» **Exercise directions**: Gather every line of the data below that contains the string "half", copying each line in full. Treat uppercase and lowercase as different, so only exact-case matches count.

» **Data provided**:
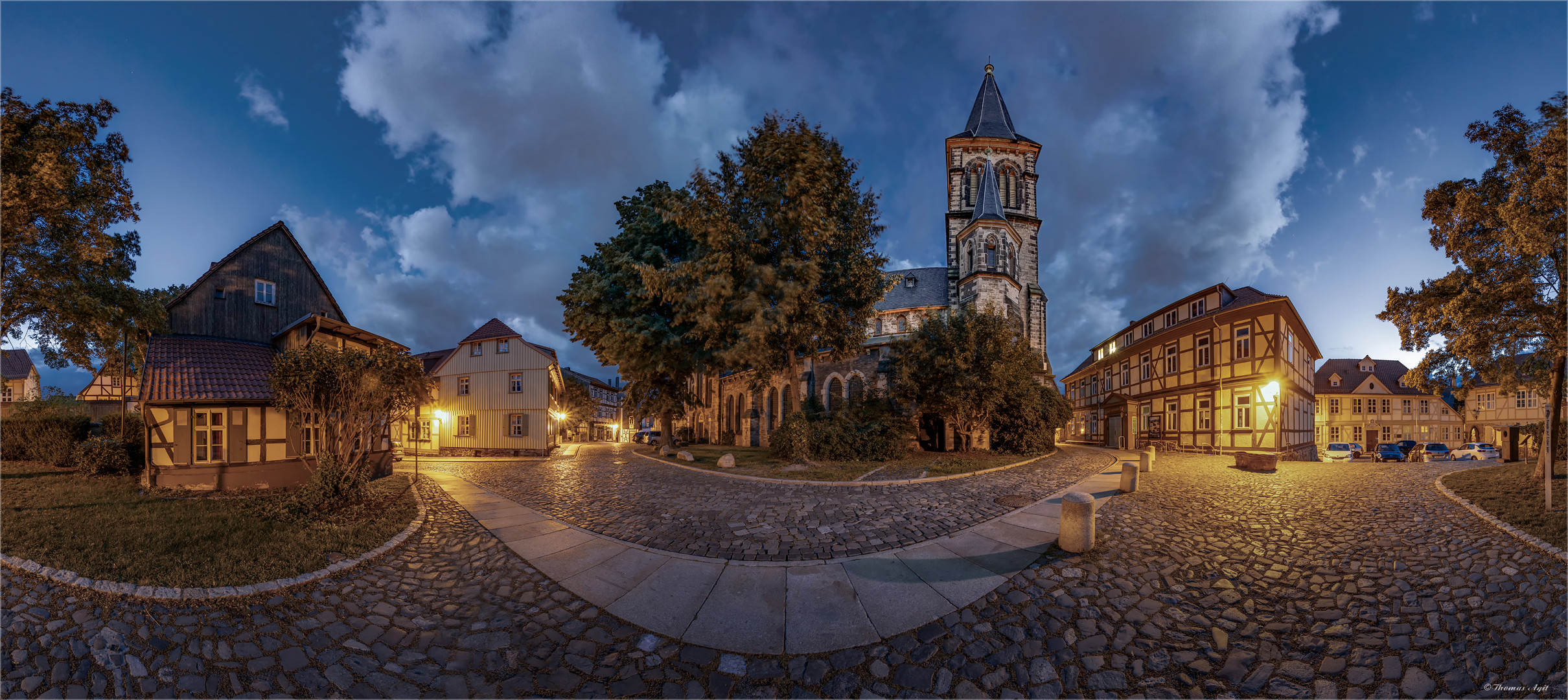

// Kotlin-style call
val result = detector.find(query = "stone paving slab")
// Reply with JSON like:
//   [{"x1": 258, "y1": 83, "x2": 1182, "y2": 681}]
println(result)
[
  {"x1": 844, "y1": 554, "x2": 956, "y2": 637},
  {"x1": 784, "y1": 563, "x2": 881, "y2": 655},
  {"x1": 680, "y1": 566, "x2": 787, "y2": 655}
]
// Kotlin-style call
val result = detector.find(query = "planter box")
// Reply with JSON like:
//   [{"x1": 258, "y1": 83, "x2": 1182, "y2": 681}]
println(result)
[{"x1": 1236, "y1": 452, "x2": 1280, "y2": 471}]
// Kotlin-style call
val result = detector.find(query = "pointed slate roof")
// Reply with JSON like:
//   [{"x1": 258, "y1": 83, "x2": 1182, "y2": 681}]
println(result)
[
  {"x1": 955, "y1": 64, "x2": 1035, "y2": 143},
  {"x1": 458, "y1": 319, "x2": 522, "y2": 345},
  {"x1": 0, "y1": 350, "x2": 33, "y2": 380},
  {"x1": 969, "y1": 159, "x2": 1007, "y2": 223}
]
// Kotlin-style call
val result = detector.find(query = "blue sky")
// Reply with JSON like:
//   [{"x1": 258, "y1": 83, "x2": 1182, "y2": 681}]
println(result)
[{"x1": 0, "y1": 1, "x2": 1568, "y2": 391}]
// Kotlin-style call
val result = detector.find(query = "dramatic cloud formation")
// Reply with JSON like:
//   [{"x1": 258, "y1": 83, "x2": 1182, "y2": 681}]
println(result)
[
  {"x1": 234, "y1": 71, "x2": 288, "y2": 129},
  {"x1": 299, "y1": 3, "x2": 1342, "y2": 380}
]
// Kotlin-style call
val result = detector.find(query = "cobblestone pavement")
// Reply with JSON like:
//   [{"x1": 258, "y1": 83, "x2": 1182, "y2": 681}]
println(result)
[
  {"x1": 0, "y1": 455, "x2": 1565, "y2": 697},
  {"x1": 421, "y1": 443, "x2": 1107, "y2": 562}
]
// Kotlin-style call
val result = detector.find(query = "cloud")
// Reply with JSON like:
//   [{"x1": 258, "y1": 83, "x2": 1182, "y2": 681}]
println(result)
[
  {"x1": 321, "y1": 3, "x2": 1339, "y2": 377},
  {"x1": 1410, "y1": 127, "x2": 1438, "y2": 156},
  {"x1": 234, "y1": 71, "x2": 288, "y2": 129},
  {"x1": 1361, "y1": 168, "x2": 1394, "y2": 209}
]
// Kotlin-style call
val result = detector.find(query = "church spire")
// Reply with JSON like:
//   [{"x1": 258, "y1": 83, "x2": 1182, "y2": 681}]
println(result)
[
  {"x1": 956, "y1": 63, "x2": 1027, "y2": 141},
  {"x1": 969, "y1": 156, "x2": 1007, "y2": 223}
]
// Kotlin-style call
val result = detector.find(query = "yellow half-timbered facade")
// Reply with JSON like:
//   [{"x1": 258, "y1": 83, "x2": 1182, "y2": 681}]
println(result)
[{"x1": 1065, "y1": 284, "x2": 1320, "y2": 458}]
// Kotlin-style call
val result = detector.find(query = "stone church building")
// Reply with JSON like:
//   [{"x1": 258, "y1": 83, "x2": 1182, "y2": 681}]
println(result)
[{"x1": 676, "y1": 64, "x2": 1050, "y2": 450}]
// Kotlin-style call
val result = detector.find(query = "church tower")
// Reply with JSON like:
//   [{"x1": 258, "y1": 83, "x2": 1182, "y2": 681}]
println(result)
[{"x1": 947, "y1": 64, "x2": 1052, "y2": 377}]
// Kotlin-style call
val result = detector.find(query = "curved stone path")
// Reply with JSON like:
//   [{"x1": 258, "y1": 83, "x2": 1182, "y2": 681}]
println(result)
[
  {"x1": 0, "y1": 445, "x2": 1568, "y2": 697},
  {"x1": 421, "y1": 443, "x2": 1105, "y2": 562}
]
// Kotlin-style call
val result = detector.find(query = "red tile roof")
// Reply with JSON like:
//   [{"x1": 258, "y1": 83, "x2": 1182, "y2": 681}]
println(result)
[
  {"x1": 0, "y1": 350, "x2": 33, "y2": 380},
  {"x1": 458, "y1": 319, "x2": 522, "y2": 345},
  {"x1": 143, "y1": 336, "x2": 277, "y2": 402}
]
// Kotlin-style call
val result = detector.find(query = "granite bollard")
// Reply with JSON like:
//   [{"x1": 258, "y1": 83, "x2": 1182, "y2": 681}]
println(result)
[
  {"x1": 1057, "y1": 491, "x2": 1094, "y2": 552},
  {"x1": 1121, "y1": 461, "x2": 1138, "y2": 493}
]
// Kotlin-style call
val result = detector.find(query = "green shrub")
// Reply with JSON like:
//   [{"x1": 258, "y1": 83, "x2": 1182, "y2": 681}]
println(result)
[
  {"x1": 768, "y1": 390, "x2": 914, "y2": 461},
  {"x1": 0, "y1": 414, "x2": 93, "y2": 466},
  {"x1": 72, "y1": 435, "x2": 137, "y2": 477}
]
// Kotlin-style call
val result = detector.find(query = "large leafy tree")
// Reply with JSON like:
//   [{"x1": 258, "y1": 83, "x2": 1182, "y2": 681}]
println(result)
[
  {"x1": 268, "y1": 342, "x2": 432, "y2": 507},
  {"x1": 557, "y1": 182, "x2": 710, "y2": 444},
  {"x1": 0, "y1": 88, "x2": 165, "y2": 368},
  {"x1": 1378, "y1": 93, "x2": 1568, "y2": 489},
  {"x1": 645, "y1": 115, "x2": 888, "y2": 386},
  {"x1": 892, "y1": 309, "x2": 1065, "y2": 450}
]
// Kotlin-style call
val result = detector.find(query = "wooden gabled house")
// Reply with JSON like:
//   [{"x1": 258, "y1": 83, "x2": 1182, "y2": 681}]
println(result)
[{"x1": 139, "y1": 221, "x2": 406, "y2": 490}]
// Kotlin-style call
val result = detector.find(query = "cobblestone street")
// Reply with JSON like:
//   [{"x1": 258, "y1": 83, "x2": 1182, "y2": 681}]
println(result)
[
  {"x1": 0, "y1": 445, "x2": 1565, "y2": 697},
  {"x1": 422, "y1": 443, "x2": 1105, "y2": 562}
]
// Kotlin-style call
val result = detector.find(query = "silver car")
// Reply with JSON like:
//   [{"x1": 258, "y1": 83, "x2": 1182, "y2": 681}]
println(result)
[{"x1": 1449, "y1": 443, "x2": 1501, "y2": 460}]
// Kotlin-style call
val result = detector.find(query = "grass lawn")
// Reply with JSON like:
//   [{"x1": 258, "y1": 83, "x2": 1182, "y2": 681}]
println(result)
[
  {"x1": 0, "y1": 461, "x2": 419, "y2": 587},
  {"x1": 637, "y1": 444, "x2": 1035, "y2": 482},
  {"x1": 1442, "y1": 461, "x2": 1568, "y2": 546}
]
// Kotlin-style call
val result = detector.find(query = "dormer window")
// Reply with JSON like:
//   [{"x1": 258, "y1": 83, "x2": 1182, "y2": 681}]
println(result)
[{"x1": 255, "y1": 279, "x2": 277, "y2": 306}]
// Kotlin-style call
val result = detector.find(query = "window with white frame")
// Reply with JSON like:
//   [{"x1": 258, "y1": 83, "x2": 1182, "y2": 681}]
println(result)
[
  {"x1": 1236, "y1": 327, "x2": 1253, "y2": 360},
  {"x1": 299, "y1": 413, "x2": 321, "y2": 455},
  {"x1": 255, "y1": 279, "x2": 277, "y2": 306},
  {"x1": 191, "y1": 408, "x2": 225, "y2": 461}
]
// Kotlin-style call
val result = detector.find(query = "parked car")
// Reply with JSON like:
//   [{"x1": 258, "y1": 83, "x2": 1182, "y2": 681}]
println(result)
[
  {"x1": 1372, "y1": 443, "x2": 1405, "y2": 461},
  {"x1": 1449, "y1": 443, "x2": 1499, "y2": 460},
  {"x1": 1323, "y1": 443, "x2": 1356, "y2": 461},
  {"x1": 1410, "y1": 443, "x2": 1452, "y2": 461}
]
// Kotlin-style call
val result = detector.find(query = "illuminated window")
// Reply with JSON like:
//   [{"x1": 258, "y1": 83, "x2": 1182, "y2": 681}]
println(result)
[{"x1": 191, "y1": 408, "x2": 224, "y2": 461}]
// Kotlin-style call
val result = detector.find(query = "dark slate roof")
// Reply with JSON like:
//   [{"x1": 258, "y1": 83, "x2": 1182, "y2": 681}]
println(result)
[
  {"x1": 969, "y1": 159, "x2": 1007, "y2": 223},
  {"x1": 0, "y1": 350, "x2": 33, "y2": 380},
  {"x1": 414, "y1": 347, "x2": 458, "y2": 373},
  {"x1": 163, "y1": 221, "x2": 348, "y2": 323},
  {"x1": 143, "y1": 336, "x2": 277, "y2": 402},
  {"x1": 875, "y1": 267, "x2": 947, "y2": 310},
  {"x1": 458, "y1": 319, "x2": 522, "y2": 345},
  {"x1": 953, "y1": 66, "x2": 1035, "y2": 143},
  {"x1": 1313, "y1": 358, "x2": 1429, "y2": 395},
  {"x1": 1068, "y1": 284, "x2": 1292, "y2": 381}
]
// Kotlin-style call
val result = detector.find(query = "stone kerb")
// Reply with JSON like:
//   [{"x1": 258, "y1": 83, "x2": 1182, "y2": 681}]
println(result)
[
  {"x1": 0, "y1": 488, "x2": 425, "y2": 600},
  {"x1": 632, "y1": 446, "x2": 1060, "y2": 487},
  {"x1": 1431, "y1": 465, "x2": 1568, "y2": 562}
]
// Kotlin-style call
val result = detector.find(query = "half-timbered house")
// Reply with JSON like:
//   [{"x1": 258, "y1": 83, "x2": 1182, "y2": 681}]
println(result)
[
  {"x1": 1066, "y1": 284, "x2": 1320, "y2": 458},
  {"x1": 139, "y1": 221, "x2": 406, "y2": 490}
]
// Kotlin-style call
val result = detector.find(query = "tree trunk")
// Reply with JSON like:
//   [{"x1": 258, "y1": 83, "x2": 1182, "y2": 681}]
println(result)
[{"x1": 1532, "y1": 358, "x2": 1568, "y2": 509}]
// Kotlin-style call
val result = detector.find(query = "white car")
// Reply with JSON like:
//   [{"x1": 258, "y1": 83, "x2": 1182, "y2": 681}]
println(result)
[
  {"x1": 1449, "y1": 443, "x2": 1499, "y2": 460},
  {"x1": 1323, "y1": 443, "x2": 1356, "y2": 461}
]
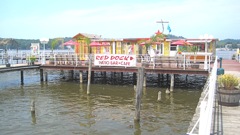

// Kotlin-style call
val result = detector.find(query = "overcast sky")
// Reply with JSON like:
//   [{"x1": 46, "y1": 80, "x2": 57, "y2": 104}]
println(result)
[{"x1": 0, "y1": 0, "x2": 240, "y2": 40}]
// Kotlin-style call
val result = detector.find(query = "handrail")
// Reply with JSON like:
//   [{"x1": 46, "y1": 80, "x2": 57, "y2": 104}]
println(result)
[
  {"x1": 2, "y1": 51, "x2": 210, "y2": 70},
  {"x1": 187, "y1": 58, "x2": 217, "y2": 135}
]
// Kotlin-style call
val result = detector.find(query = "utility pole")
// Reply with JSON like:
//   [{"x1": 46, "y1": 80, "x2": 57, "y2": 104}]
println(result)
[{"x1": 156, "y1": 19, "x2": 169, "y2": 33}]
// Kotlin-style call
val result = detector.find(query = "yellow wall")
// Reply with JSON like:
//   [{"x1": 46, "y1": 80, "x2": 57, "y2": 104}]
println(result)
[{"x1": 163, "y1": 41, "x2": 170, "y2": 56}]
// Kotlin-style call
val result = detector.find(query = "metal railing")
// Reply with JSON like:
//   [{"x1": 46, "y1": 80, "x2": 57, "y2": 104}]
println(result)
[{"x1": 187, "y1": 58, "x2": 217, "y2": 135}]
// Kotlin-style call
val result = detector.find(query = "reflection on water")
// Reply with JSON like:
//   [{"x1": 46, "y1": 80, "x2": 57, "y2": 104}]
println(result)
[{"x1": 0, "y1": 71, "x2": 201, "y2": 135}]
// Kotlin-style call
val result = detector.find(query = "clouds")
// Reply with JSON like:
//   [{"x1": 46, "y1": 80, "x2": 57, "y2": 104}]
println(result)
[{"x1": 0, "y1": 0, "x2": 240, "y2": 38}]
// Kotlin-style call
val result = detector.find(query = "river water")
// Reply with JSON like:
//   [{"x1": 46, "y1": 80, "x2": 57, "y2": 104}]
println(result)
[{"x1": 0, "y1": 70, "x2": 201, "y2": 135}]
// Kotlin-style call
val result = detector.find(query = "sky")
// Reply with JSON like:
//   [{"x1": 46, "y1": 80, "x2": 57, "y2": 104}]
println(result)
[{"x1": 0, "y1": 0, "x2": 240, "y2": 40}]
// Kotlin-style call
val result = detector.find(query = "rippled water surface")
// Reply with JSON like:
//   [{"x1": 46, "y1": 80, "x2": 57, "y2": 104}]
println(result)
[{"x1": 0, "y1": 70, "x2": 201, "y2": 135}]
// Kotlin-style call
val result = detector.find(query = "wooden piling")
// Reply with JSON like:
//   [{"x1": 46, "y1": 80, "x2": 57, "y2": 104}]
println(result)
[
  {"x1": 79, "y1": 70, "x2": 83, "y2": 83},
  {"x1": 87, "y1": 54, "x2": 92, "y2": 95},
  {"x1": 170, "y1": 74, "x2": 174, "y2": 92},
  {"x1": 69, "y1": 70, "x2": 74, "y2": 80},
  {"x1": 120, "y1": 72, "x2": 123, "y2": 84},
  {"x1": 45, "y1": 71, "x2": 48, "y2": 82},
  {"x1": 40, "y1": 69, "x2": 43, "y2": 82},
  {"x1": 134, "y1": 67, "x2": 145, "y2": 121},
  {"x1": 20, "y1": 70, "x2": 24, "y2": 85},
  {"x1": 31, "y1": 100, "x2": 35, "y2": 113},
  {"x1": 133, "y1": 73, "x2": 137, "y2": 85},
  {"x1": 157, "y1": 91, "x2": 162, "y2": 101},
  {"x1": 143, "y1": 74, "x2": 147, "y2": 87}
]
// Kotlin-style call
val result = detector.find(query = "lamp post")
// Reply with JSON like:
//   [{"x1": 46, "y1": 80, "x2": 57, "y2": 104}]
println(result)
[
  {"x1": 40, "y1": 38, "x2": 49, "y2": 65},
  {"x1": 200, "y1": 34, "x2": 213, "y2": 70}
]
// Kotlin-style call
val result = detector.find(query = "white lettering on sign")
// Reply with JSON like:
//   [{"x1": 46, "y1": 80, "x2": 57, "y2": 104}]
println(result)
[{"x1": 94, "y1": 54, "x2": 136, "y2": 67}]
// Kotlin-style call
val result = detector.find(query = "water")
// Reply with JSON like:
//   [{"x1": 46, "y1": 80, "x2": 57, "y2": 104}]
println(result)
[{"x1": 0, "y1": 70, "x2": 201, "y2": 135}]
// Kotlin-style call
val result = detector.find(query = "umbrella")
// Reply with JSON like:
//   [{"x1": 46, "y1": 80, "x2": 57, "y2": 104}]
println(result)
[
  {"x1": 171, "y1": 40, "x2": 192, "y2": 45},
  {"x1": 63, "y1": 40, "x2": 78, "y2": 46}
]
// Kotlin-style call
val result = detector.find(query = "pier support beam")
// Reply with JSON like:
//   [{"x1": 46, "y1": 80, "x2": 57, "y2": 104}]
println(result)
[
  {"x1": 120, "y1": 72, "x2": 123, "y2": 84},
  {"x1": 69, "y1": 70, "x2": 74, "y2": 80},
  {"x1": 133, "y1": 73, "x2": 137, "y2": 85},
  {"x1": 40, "y1": 69, "x2": 43, "y2": 82},
  {"x1": 79, "y1": 70, "x2": 83, "y2": 83},
  {"x1": 45, "y1": 71, "x2": 48, "y2": 82},
  {"x1": 143, "y1": 73, "x2": 147, "y2": 87},
  {"x1": 103, "y1": 72, "x2": 107, "y2": 84},
  {"x1": 134, "y1": 67, "x2": 145, "y2": 122},
  {"x1": 20, "y1": 70, "x2": 24, "y2": 85},
  {"x1": 170, "y1": 74, "x2": 174, "y2": 92}
]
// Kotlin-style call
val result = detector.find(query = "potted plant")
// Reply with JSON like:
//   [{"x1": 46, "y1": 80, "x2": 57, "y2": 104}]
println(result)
[
  {"x1": 218, "y1": 74, "x2": 240, "y2": 106},
  {"x1": 29, "y1": 55, "x2": 36, "y2": 65}
]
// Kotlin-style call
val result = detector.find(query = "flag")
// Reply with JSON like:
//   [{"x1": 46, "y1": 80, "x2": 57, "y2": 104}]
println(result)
[{"x1": 167, "y1": 24, "x2": 172, "y2": 33}]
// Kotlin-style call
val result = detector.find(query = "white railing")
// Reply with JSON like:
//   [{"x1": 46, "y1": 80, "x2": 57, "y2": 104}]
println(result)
[
  {"x1": 187, "y1": 58, "x2": 217, "y2": 135},
  {"x1": 0, "y1": 51, "x2": 211, "y2": 72}
]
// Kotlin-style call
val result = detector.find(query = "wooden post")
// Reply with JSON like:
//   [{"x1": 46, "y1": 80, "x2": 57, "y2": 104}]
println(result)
[
  {"x1": 134, "y1": 67, "x2": 145, "y2": 121},
  {"x1": 133, "y1": 73, "x2": 137, "y2": 85},
  {"x1": 170, "y1": 74, "x2": 174, "y2": 92},
  {"x1": 21, "y1": 70, "x2": 24, "y2": 85},
  {"x1": 31, "y1": 100, "x2": 36, "y2": 124},
  {"x1": 143, "y1": 74, "x2": 147, "y2": 87},
  {"x1": 120, "y1": 72, "x2": 123, "y2": 84},
  {"x1": 79, "y1": 70, "x2": 83, "y2": 83},
  {"x1": 157, "y1": 91, "x2": 162, "y2": 101},
  {"x1": 103, "y1": 72, "x2": 107, "y2": 84},
  {"x1": 40, "y1": 69, "x2": 43, "y2": 82},
  {"x1": 69, "y1": 70, "x2": 74, "y2": 80},
  {"x1": 91, "y1": 71, "x2": 94, "y2": 83},
  {"x1": 31, "y1": 100, "x2": 35, "y2": 113},
  {"x1": 158, "y1": 74, "x2": 161, "y2": 86},
  {"x1": 87, "y1": 54, "x2": 92, "y2": 94}
]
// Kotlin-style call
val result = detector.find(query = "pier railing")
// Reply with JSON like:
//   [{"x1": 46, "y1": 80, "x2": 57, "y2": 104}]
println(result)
[
  {"x1": 0, "y1": 51, "x2": 212, "y2": 71},
  {"x1": 187, "y1": 58, "x2": 217, "y2": 135}
]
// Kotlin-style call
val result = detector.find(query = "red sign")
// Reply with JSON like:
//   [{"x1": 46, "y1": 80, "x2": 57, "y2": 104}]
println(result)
[{"x1": 94, "y1": 54, "x2": 136, "y2": 67}]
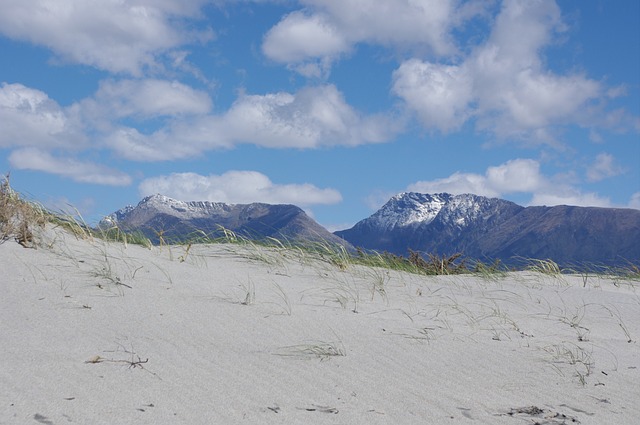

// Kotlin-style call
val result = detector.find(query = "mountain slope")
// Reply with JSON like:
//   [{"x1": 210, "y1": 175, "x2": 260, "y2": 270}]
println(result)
[
  {"x1": 335, "y1": 193, "x2": 640, "y2": 265},
  {"x1": 100, "y1": 195, "x2": 345, "y2": 244}
]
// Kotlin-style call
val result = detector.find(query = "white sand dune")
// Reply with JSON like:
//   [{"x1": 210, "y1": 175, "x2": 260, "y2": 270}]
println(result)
[{"x1": 0, "y1": 224, "x2": 640, "y2": 425}]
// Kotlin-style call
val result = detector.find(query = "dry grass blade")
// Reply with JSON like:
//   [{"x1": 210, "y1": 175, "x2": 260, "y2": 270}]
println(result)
[{"x1": 0, "y1": 175, "x2": 47, "y2": 248}]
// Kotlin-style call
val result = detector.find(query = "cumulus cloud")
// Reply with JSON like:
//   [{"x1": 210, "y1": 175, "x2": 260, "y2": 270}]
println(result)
[
  {"x1": 0, "y1": 0, "x2": 213, "y2": 75},
  {"x1": 83, "y1": 79, "x2": 212, "y2": 119},
  {"x1": 629, "y1": 192, "x2": 640, "y2": 210},
  {"x1": 105, "y1": 85, "x2": 401, "y2": 161},
  {"x1": 392, "y1": 0, "x2": 606, "y2": 143},
  {"x1": 407, "y1": 159, "x2": 611, "y2": 207},
  {"x1": 262, "y1": 0, "x2": 484, "y2": 76},
  {"x1": 139, "y1": 171, "x2": 342, "y2": 207},
  {"x1": 9, "y1": 148, "x2": 131, "y2": 186},
  {"x1": 587, "y1": 152, "x2": 625, "y2": 182},
  {"x1": 0, "y1": 83, "x2": 84, "y2": 147}
]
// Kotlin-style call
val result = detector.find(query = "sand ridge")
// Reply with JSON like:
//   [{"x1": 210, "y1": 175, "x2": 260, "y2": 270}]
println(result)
[{"x1": 0, "y1": 227, "x2": 640, "y2": 424}]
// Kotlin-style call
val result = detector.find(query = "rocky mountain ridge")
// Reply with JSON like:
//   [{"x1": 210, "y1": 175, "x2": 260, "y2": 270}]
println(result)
[
  {"x1": 335, "y1": 192, "x2": 640, "y2": 265},
  {"x1": 100, "y1": 194, "x2": 349, "y2": 245}
]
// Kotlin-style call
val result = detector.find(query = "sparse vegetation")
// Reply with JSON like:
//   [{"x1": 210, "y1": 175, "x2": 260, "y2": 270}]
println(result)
[{"x1": 0, "y1": 175, "x2": 47, "y2": 248}]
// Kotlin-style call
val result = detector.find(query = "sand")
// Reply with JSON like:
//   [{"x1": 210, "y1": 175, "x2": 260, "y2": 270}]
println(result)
[{"x1": 0, "y1": 224, "x2": 640, "y2": 425}]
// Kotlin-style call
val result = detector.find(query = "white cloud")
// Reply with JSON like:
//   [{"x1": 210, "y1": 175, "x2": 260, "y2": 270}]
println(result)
[
  {"x1": 0, "y1": 0, "x2": 212, "y2": 75},
  {"x1": 262, "y1": 12, "x2": 349, "y2": 63},
  {"x1": 223, "y1": 85, "x2": 399, "y2": 148},
  {"x1": 9, "y1": 148, "x2": 131, "y2": 186},
  {"x1": 587, "y1": 152, "x2": 625, "y2": 182},
  {"x1": 105, "y1": 85, "x2": 401, "y2": 161},
  {"x1": 139, "y1": 171, "x2": 342, "y2": 206},
  {"x1": 0, "y1": 83, "x2": 84, "y2": 147},
  {"x1": 262, "y1": 0, "x2": 486, "y2": 76},
  {"x1": 393, "y1": 59, "x2": 473, "y2": 132},
  {"x1": 392, "y1": 0, "x2": 606, "y2": 143},
  {"x1": 407, "y1": 159, "x2": 611, "y2": 207},
  {"x1": 629, "y1": 192, "x2": 640, "y2": 210},
  {"x1": 83, "y1": 79, "x2": 212, "y2": 119}
]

» **Solution to this problem**:
val result = detector.find(query = "yellow half-timbered facade")
val result = detector.find(query = "half-timbered house")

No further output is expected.